§ **Task list**
1 > List every app name placed in the EXTRA_APPS setting in the Fischer bookmarks post.
2 > In the Fischer bookmarks post, which management command does the author install django-extensions to get?
3 > Continue the Fischer post on importing and exporting bookmarks from the point where it stops.

§ **Passage shown**
Fischer, Part 3: Importing and Exporting Bookmarks
In order to further iterate on Fischer, I'm going to need to be able to test with a reasonably large pile of bookmarks. That's going to get tedious quickly if I can't import and export them as I experiment. In the past, the shortest path to doing this has been using django-import-export
and either a script or django admin integration. I'd prefer a script for this, so I'm also going to use django-extensions
to get the runscript
management command and easily run them from nanodjango.
Installing django-import-export
and django-extensions
First, as always, I add the packages to the poetry project:
poetry add django-import-export django-extensions
Then I change the way I use the Django
constructor in my script to include them.
app = Django(
EXTRA_APPS=["taggit", "django_extensions", "import_export"],
TAGGIT_CASE_INSENSITIVE=True,
)

§ **Raw data**
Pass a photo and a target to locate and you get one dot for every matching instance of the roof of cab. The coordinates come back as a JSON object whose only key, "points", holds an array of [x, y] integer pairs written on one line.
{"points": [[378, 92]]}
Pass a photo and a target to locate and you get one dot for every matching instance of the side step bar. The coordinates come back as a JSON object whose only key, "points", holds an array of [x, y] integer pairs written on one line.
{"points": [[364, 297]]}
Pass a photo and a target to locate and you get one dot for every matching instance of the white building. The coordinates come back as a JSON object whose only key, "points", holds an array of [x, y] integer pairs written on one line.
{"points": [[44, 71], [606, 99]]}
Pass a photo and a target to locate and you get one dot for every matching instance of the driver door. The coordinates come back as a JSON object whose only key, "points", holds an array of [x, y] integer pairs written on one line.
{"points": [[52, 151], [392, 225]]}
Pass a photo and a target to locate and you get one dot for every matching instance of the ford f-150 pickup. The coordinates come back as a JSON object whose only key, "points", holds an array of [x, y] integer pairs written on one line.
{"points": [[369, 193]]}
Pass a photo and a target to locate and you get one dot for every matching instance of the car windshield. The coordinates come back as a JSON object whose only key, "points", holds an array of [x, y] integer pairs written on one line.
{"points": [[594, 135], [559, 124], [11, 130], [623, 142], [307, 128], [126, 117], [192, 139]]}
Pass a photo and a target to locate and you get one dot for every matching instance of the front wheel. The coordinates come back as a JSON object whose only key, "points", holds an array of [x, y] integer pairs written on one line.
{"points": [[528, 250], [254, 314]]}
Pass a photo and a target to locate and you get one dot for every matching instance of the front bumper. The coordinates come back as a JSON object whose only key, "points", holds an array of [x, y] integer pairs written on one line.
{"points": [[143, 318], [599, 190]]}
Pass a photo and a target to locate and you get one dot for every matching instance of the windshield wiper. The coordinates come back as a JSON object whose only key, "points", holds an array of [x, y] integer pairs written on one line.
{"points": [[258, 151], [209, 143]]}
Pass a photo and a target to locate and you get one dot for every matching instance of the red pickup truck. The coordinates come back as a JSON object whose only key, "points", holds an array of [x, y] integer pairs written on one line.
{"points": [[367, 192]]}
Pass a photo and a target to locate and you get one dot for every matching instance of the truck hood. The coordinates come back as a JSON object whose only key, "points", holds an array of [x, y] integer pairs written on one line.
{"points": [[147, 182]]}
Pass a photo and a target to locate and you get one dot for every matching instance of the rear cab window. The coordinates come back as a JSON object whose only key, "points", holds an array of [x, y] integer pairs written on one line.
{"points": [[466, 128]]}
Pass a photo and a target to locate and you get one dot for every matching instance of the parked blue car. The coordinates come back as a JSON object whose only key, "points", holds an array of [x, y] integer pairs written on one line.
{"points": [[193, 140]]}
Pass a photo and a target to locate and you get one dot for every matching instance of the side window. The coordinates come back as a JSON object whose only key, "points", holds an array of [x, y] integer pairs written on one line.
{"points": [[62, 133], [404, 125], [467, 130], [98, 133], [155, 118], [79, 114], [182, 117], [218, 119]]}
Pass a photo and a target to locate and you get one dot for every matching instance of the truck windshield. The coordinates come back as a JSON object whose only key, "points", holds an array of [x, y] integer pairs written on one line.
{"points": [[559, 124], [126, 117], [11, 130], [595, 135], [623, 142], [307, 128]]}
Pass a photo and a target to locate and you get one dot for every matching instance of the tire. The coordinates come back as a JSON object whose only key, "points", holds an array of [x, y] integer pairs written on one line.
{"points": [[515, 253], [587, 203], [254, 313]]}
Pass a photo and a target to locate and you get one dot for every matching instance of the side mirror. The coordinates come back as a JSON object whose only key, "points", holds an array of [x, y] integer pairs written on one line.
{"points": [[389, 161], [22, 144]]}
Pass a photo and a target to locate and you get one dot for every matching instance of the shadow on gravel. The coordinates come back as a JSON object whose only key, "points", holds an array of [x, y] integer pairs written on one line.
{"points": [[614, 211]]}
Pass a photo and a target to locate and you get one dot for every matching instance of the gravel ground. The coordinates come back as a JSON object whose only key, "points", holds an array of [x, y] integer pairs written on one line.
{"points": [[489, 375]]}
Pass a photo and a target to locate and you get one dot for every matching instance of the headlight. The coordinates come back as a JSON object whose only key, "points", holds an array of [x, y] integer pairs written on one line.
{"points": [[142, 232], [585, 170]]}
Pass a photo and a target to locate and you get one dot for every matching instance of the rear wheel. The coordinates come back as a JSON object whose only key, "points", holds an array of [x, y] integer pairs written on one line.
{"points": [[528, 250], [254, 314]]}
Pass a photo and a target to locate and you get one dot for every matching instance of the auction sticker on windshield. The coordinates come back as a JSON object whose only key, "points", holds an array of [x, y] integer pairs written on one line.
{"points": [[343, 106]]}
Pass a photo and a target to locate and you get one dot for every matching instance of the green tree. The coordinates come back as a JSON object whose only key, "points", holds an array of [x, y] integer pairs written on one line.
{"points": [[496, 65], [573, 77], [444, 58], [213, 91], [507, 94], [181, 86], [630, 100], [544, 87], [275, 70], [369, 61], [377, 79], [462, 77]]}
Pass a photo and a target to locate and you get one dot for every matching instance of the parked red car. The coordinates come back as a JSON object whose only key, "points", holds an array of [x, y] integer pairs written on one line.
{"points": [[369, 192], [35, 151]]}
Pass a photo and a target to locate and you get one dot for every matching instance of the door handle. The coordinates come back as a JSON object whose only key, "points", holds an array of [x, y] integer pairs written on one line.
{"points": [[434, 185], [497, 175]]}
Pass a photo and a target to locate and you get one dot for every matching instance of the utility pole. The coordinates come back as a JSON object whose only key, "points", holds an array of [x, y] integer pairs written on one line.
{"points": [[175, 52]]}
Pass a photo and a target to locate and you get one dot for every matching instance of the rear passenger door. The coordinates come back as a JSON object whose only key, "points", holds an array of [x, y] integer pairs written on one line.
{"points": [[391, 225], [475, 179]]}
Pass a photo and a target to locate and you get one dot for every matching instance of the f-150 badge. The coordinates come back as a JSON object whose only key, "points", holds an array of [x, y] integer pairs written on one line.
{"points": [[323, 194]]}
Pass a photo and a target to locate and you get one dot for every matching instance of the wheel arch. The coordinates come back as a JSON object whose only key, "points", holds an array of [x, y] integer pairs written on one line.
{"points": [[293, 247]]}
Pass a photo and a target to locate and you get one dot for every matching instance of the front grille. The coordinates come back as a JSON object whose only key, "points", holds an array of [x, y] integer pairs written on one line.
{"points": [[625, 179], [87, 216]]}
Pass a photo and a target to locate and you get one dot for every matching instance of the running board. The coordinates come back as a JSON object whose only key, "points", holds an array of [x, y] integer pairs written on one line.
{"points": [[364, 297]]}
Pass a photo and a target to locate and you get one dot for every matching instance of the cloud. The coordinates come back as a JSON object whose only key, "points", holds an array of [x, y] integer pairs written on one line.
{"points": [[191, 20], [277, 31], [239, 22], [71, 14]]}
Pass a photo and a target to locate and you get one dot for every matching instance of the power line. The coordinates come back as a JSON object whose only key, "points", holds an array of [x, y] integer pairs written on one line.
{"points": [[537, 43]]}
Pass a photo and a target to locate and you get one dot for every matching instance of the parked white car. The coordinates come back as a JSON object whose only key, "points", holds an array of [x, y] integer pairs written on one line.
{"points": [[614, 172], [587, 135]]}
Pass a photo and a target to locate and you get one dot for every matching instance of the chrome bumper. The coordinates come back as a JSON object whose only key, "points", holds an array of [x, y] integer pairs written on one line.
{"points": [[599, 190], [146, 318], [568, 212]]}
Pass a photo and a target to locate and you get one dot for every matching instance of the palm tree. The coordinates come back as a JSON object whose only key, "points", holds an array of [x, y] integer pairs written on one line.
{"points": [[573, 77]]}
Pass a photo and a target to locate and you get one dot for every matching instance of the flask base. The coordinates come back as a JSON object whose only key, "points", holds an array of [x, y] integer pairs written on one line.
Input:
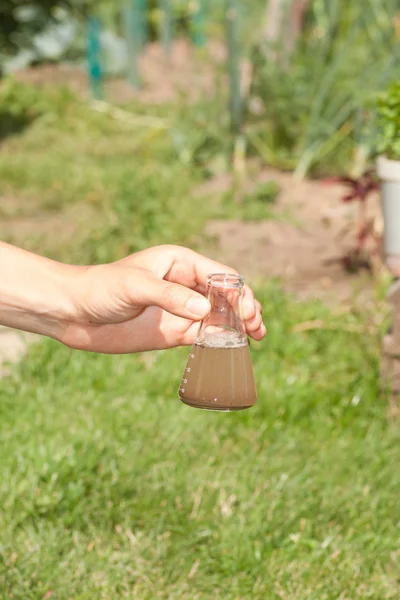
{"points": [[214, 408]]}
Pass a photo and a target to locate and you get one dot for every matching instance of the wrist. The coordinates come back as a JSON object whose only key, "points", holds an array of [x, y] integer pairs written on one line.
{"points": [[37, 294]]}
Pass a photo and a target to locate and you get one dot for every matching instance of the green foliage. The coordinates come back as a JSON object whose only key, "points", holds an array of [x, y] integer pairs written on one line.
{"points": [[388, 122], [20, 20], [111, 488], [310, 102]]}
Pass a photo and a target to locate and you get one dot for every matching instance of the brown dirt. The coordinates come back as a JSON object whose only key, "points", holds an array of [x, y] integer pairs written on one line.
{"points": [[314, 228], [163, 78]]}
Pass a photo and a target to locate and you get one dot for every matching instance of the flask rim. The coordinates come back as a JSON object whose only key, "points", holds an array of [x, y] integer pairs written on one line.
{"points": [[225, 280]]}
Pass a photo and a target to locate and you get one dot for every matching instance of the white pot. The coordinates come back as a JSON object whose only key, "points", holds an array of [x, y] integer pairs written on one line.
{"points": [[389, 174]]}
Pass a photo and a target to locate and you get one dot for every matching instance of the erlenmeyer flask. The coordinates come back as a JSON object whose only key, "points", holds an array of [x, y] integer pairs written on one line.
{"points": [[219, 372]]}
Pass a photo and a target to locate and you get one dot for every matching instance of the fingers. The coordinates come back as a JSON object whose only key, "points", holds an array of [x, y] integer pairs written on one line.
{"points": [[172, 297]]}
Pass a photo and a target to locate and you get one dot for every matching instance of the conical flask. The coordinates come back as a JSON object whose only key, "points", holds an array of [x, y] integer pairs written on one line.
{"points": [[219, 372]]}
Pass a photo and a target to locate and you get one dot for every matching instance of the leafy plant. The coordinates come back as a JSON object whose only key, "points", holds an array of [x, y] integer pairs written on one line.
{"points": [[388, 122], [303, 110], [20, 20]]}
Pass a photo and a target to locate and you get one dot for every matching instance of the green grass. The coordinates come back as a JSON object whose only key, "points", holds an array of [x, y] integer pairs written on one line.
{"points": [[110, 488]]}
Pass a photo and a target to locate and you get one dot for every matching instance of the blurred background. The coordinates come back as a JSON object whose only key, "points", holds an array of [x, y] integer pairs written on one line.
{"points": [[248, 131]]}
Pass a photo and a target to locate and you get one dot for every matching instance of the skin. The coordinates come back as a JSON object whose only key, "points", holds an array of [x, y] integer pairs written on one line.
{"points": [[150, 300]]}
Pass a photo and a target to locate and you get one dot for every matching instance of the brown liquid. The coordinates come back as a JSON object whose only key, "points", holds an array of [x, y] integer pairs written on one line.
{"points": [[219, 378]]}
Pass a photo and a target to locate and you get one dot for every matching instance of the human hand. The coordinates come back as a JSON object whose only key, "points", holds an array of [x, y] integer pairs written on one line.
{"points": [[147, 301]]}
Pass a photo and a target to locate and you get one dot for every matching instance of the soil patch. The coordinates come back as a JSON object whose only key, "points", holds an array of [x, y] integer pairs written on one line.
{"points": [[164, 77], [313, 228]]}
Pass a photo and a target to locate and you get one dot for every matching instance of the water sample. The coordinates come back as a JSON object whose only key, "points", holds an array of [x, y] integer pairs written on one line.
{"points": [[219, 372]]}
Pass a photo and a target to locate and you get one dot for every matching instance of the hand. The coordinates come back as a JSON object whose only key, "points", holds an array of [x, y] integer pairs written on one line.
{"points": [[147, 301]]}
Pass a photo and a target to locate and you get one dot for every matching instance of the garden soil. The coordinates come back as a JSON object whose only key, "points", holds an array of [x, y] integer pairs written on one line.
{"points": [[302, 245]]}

---

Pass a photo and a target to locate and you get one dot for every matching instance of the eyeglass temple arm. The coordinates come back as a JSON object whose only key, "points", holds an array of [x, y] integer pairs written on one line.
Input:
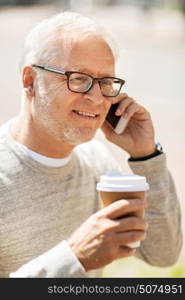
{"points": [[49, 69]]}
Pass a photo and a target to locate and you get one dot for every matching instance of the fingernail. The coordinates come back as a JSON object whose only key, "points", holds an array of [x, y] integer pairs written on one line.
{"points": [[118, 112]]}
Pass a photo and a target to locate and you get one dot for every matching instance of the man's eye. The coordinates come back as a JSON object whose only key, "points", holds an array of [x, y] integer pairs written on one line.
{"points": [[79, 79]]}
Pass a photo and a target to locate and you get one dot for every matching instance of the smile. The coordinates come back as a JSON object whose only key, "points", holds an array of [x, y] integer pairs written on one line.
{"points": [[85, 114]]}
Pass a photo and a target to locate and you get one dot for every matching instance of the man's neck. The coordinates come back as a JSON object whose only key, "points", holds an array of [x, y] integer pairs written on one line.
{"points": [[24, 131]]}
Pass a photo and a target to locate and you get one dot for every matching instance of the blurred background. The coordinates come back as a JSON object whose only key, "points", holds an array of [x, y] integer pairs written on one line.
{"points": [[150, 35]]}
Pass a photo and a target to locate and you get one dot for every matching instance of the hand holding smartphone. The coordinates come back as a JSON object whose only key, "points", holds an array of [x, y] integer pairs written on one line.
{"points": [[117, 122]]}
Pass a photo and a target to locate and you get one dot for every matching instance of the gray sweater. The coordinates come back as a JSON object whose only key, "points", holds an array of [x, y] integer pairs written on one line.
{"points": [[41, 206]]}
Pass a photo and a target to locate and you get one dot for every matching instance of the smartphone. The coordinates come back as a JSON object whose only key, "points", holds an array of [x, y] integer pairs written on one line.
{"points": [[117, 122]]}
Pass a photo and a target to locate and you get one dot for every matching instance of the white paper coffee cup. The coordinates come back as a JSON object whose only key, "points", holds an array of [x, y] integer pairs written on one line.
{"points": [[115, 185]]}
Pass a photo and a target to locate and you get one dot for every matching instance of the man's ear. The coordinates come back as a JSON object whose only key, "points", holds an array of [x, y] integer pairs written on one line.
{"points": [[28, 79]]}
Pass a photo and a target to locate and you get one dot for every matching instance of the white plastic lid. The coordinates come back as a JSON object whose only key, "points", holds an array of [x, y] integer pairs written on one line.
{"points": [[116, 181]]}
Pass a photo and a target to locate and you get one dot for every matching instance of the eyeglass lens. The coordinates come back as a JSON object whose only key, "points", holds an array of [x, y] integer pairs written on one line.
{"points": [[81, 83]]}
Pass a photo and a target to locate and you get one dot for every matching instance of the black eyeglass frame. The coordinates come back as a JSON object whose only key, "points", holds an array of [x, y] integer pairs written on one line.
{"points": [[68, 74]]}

§ **Exercise answers**
1 > taggit, django_extensions, import_export

2 > The runscript management command.

3 >
Finally, I create a scripts package at my project root so that the runscript
command can find my scripts:
mkdir scripts
touch scripts/__init__.py
With that done, any script I save in that package will be runnable using the command
nanodjango manage fischer.py runscript <script_name>
So, if I put load_bookmarks.py
in there, it’d be runnable using nanodjango manage fischer.py runscript load_bookmarks
.
Creating resources for import/export
This is the first time I’ve ever used import-export and taggit together, so I need to do some basic exploration to see how they work together.
First, I add a resource for importing and exporting bookmarks to fischer.py
from import_export import resources
class BookmarkResource(resources.ModelResource):
class Meta:
model = Bookmark
Then I create a script in my scripts directory called dump_bookmarks.py
with the following content:
from fischer import BookmarkResource
def run():
dataset = BookmarkResource().export()
print(dataset.csv)
and run it to see what I get:
nanodjango manage fischer.py runscript dump_bookmarks
id,user,title,summary,url,is_favorite,notes,created_at,updated_at,tags
1,1,Duck Duck Go,Internet search engine,https://duckduckgo.com/,1,,2024-10-05 13:17:36,2024-10-06 04:18:36,"1,2"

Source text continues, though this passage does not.